Directive 1 -
Count the lines in the rows below that contain the string "bark", treating case as significant. Give only the number.
-------- Document extract
Well hello there. Let’s go back in time to 1995, year of the Pig. And allow me to wallow in a moment of bliss – Liu Chuan! This Pr’ek, In a Good Way, is the Prince Charming, consorting among the common students of Cheng Dong University campus in Taipei, and being the carefree idol that he is. Top of the class, star basketball player, and coolest guy to crush on? Impossible. But alas it is and believably so since this is 1995, and Prince Charming, at least in dramaland, became something of a rarity and darn near extinction much after this golden year.

But who is this Liu Chuan, you may ask? Why, he is the guy that Jia En, our Nang’ek, meets in college and inadvertently impacts her life. Jia En grew up in Ping Dong with her best friend and childhood crush, Ren Wei. She practically orbits around him, so when he decides to apply to Cheng Dong Public University, she follows suit. Unfortunately she didn’t anticipate that her good friend and crush would dare change her major and thereby changing her fate. Jia En doesn’t get into college (because the finance major Ren Wei chose was too competitive, although she would have easily gotten into the business admin major that she had chosen) and she must wait another year to take the exam and re-apply.

Being in a small town and all of her peers have moved on, it becomes increasing lonely for Jia En. She decides to move to Taipei and study there in the meantime. But luck is not on her side as her friend doesn’t answer her calls, her parents have moved their restaurant, and she gets pick pocketed in the charming Capital. Jia En finds herself seeking the only person she knows, Ren Wei on campus. However she mistakenly awaits her friend in the wrong dormitory, and meets Liu Chuan, in his birthday suit no less. It is quite the first impression.

The sky pours imminent rain showers and Liu Chuan, after donning his clothes, decides to stick with his good conscience and offer Jia En a place to shelter from the rain. He knows it’s against dorm policy, and worse case scenario he would be kicked out of the dorm, but Liu Chuan couldn’t just watch a girl suffer without extending a helping hand. And so he does, much to her surprise and gratefulness. Here, she came to see a man who is avoiding her, but meets another man who literally and figuratively saves her.

I love how they meet. It’s a refreshing start to watch Pra’nangs encounter each other without misunderstandings or yelling matches. Jia En, although naive, is kind and well adjusted, while Liu Chuan, is sweet, considerate, wise and damn near perfection. You know, all the stuff Prince Charming is made of. Unlike Ren Wei, who is selfish without an ounce of remorse. I get that he wants freedom- he wants to be relieved of his family, friends and old life- and I get that this allows Jia En to change and see him for the lackluster crush that he is- but still, he’s selfish and the worse friend ever!

Not only does he change her application form when she’s not looking, and thereby wasting a year of her life, he ignores her in a time of need, and breaks his promise when he already told her he would never tell anyone that she spent the night at a man’s room! And in front of the whole school no less. Luckily, Liu Chuan has a conscience and defends her, with his popularity; he garnered people on his side. Jia En is heartbroken by her friend’s betrayal- and she hasn’t even discovered that he changed her application form yet- so she cries in the corner, hoping that no one would see her. Liu Chuan, who has a GPS where Jia En is concerned, tells her that he likes to clear his head when he’s feeling down. He takes her to the beach where he watches her build a sand castle and listens to her troubles.
----------------
-------- Task material
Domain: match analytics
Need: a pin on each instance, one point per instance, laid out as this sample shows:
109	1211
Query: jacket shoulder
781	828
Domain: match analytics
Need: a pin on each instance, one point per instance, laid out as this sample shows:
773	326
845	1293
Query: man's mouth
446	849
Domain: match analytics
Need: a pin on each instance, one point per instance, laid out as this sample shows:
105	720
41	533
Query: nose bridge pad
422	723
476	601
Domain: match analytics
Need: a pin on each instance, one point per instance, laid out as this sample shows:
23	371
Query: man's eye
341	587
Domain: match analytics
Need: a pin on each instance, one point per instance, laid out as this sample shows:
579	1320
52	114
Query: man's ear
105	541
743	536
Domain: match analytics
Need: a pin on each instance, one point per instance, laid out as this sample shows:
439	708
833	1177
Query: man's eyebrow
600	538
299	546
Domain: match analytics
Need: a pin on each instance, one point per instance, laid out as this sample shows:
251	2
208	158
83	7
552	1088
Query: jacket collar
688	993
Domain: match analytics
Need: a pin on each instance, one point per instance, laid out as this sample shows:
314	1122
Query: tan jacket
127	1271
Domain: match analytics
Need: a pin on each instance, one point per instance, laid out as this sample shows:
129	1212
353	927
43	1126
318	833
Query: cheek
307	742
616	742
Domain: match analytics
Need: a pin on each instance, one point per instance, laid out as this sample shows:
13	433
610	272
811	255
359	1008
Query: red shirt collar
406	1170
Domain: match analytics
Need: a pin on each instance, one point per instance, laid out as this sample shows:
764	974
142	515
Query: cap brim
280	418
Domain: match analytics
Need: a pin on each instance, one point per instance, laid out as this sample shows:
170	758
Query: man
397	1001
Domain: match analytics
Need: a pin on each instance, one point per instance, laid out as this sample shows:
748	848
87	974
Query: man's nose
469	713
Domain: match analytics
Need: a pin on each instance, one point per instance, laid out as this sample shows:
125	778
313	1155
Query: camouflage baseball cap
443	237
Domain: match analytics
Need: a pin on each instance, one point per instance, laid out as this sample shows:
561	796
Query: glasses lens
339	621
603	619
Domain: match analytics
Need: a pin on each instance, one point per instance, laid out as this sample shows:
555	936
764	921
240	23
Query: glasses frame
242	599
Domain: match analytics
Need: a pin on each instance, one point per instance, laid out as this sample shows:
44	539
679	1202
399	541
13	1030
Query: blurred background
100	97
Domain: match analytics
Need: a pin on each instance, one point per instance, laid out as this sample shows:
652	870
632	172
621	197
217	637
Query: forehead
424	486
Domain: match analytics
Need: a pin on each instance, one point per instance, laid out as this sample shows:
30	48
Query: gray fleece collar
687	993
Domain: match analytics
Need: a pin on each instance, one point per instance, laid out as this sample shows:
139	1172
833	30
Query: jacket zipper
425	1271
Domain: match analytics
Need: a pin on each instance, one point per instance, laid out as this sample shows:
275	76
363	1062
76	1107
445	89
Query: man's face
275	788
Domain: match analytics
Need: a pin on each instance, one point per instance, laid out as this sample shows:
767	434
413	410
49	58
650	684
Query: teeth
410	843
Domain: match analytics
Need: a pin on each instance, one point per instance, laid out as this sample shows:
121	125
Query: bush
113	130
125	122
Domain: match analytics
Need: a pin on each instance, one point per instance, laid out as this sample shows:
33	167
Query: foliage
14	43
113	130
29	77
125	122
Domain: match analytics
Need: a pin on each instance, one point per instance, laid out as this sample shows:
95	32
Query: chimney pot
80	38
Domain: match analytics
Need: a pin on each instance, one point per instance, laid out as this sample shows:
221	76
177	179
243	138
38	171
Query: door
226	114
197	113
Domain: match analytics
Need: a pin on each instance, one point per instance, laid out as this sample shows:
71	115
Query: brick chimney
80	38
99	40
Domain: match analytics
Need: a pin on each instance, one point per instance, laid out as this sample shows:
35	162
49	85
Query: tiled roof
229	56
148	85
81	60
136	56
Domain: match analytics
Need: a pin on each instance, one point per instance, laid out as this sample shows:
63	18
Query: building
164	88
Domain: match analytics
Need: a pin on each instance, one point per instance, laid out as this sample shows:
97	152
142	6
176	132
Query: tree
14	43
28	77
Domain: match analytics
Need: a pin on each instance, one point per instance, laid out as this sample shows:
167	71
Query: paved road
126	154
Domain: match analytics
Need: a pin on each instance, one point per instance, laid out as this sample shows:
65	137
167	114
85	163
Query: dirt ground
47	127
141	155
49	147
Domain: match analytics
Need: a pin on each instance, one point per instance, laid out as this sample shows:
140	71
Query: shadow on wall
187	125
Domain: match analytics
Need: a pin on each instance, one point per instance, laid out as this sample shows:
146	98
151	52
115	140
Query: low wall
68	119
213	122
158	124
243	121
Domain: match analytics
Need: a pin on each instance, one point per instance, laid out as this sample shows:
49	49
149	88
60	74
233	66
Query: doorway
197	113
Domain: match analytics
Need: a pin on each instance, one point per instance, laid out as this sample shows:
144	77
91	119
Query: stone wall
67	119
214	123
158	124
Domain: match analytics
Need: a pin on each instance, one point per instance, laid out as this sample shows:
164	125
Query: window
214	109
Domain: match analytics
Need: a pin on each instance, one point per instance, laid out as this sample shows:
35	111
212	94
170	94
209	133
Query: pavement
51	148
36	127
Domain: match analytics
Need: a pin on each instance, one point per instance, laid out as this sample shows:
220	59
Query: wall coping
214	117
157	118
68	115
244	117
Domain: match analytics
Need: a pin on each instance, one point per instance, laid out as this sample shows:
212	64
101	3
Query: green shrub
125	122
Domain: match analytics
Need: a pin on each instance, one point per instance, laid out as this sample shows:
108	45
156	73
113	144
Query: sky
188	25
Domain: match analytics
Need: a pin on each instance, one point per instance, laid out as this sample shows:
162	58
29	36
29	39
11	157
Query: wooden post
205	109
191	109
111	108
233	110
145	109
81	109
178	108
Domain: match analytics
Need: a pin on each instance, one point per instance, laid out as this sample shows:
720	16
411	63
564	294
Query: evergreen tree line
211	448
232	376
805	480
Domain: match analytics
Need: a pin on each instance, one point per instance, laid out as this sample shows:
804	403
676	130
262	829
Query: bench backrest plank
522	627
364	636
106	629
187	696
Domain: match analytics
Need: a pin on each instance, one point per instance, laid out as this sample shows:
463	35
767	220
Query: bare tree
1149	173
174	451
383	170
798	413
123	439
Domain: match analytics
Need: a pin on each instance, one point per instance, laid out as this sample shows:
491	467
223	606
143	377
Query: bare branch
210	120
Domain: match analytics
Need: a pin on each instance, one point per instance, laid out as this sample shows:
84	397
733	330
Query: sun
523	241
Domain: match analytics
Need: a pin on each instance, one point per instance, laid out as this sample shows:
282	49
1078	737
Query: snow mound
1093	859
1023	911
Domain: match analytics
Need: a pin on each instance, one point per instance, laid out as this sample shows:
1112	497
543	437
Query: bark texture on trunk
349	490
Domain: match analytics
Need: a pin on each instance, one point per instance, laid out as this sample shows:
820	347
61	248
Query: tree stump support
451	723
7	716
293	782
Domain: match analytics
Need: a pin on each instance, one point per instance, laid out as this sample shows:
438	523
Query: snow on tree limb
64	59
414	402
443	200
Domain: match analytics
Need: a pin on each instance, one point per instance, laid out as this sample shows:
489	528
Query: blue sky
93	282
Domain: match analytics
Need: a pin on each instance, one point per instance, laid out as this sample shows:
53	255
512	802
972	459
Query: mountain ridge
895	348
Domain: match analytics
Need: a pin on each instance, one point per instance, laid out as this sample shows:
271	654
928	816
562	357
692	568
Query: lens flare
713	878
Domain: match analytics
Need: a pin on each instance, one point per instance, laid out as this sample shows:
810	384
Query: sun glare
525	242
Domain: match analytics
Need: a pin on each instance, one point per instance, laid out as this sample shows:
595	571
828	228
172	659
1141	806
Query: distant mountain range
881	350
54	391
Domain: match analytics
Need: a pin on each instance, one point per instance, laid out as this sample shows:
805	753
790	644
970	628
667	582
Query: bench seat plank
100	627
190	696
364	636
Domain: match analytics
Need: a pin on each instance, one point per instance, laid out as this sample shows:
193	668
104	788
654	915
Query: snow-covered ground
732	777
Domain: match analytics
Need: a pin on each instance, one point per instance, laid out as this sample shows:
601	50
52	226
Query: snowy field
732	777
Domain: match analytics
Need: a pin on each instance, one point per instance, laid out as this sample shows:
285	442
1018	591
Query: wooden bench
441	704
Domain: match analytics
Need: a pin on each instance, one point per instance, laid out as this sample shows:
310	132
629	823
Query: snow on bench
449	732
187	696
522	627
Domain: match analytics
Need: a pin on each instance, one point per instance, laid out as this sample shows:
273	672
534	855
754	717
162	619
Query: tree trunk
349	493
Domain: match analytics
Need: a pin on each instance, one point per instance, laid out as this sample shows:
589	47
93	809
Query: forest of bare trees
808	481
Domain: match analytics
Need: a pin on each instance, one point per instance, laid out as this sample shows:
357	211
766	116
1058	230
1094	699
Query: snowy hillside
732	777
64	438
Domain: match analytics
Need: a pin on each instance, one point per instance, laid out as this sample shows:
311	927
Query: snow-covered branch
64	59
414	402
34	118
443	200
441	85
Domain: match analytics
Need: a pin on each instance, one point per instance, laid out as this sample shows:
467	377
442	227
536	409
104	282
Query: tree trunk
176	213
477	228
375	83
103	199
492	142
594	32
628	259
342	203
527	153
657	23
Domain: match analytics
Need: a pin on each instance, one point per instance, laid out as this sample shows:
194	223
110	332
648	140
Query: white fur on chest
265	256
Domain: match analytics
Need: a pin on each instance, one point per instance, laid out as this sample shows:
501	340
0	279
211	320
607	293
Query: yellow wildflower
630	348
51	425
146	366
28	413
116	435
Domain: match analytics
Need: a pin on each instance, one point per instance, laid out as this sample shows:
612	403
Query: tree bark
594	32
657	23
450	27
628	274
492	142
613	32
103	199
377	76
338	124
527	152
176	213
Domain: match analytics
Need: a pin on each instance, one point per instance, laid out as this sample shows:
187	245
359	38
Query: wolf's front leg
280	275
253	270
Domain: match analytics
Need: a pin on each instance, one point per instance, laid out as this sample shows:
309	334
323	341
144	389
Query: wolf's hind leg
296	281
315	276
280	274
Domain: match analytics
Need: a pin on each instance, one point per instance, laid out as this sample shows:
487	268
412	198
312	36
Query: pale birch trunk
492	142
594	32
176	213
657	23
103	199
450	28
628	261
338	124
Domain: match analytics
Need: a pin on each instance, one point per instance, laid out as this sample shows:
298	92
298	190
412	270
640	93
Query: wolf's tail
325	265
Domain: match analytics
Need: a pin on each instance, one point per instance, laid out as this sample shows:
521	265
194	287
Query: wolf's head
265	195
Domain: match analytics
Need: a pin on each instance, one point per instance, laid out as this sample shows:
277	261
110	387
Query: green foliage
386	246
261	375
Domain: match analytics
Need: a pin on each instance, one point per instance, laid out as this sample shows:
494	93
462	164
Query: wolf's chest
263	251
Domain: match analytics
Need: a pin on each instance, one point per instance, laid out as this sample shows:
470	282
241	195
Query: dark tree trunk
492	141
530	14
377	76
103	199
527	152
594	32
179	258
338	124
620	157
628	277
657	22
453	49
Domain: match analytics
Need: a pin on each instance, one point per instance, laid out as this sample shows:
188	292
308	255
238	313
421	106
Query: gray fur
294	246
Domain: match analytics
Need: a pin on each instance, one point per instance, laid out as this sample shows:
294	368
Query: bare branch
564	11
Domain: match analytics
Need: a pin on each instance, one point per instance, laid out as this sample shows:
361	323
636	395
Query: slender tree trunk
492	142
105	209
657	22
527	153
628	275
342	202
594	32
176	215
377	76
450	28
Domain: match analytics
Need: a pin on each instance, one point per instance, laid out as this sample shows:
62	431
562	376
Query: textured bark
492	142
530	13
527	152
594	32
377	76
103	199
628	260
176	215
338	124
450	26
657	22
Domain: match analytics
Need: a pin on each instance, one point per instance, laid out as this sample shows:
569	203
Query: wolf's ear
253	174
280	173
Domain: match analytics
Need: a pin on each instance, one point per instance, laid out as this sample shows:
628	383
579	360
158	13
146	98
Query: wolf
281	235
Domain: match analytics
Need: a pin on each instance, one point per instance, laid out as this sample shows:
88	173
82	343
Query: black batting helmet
----------------
Directive 2 -
Answer these questions about the drama review above:
(a) What year does the review go back to?
(b) Where did Jia En grow up?
(c) Where does Liu Chuan take Jia En after she cries in the corner?

Exercise result 1 -
3

Exercise result 2 -
(a) 1995
(b) Ping Dong
(c) The beach